- [What the task requires]: Copy, without changes, the stretch of the listing below from the line containing "surround in this workspace image." through the end of the listing.
----- Record set
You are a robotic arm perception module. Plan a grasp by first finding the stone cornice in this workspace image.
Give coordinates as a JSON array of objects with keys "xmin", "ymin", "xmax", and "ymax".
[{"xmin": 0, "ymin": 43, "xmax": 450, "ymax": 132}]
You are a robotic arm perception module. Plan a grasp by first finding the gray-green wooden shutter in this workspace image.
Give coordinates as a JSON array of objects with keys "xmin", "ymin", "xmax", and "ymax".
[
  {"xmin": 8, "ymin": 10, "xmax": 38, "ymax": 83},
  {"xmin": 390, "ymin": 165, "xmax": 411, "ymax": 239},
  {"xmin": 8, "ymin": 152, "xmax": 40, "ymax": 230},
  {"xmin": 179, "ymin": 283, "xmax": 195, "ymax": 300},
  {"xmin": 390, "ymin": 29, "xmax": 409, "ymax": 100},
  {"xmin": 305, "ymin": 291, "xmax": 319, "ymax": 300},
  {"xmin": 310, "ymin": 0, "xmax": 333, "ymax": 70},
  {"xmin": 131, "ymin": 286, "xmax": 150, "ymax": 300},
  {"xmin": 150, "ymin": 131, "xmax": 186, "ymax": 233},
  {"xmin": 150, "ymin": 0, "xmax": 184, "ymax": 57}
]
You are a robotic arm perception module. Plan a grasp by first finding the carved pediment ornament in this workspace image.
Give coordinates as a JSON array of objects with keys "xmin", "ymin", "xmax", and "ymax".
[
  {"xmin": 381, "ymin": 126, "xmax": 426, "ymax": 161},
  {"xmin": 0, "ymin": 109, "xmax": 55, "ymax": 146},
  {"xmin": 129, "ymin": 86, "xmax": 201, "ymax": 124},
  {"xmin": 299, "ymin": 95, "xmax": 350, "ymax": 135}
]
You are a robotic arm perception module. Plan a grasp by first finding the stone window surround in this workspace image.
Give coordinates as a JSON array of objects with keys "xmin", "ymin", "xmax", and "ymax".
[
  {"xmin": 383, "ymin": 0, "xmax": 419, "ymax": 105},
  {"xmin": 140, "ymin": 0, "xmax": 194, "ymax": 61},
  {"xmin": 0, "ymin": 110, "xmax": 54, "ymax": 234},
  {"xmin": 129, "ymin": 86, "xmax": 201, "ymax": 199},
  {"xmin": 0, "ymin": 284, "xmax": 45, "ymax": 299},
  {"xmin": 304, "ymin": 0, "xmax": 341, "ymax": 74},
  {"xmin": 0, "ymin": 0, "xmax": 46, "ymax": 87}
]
----------
- [Solution to this task]:
You are a robotic arm perception module. Plan a grasp by first finding the stone window surround in this workspace image.
Give coordinates as a JSON array of objects with keys "xmin", "ymin", "xmax", and "ymax".
[
  {"xmin": 383, "ymin": 0, "xmax": 419, "ymax": 105},
  {"xmin": 140, "ymin": 0, "xmax": 194, "ymax": 61},
  {"xmin": 0, "ymin": 110, "xmax": 54, "ymax": 234},
  {"xmin": 129, "ymin": 86, "xmax": 201, "ymax": 199},
  {"xmin": 0, "ymin": 284, "xmax": 45, "ymax": 299},
  {"xmin": 304, "ymin": 0, "xmax": 341, "ymax": 74},
  {"xmin": 0, "ymin": 0, "xmax": 46, "ymax": 87}
]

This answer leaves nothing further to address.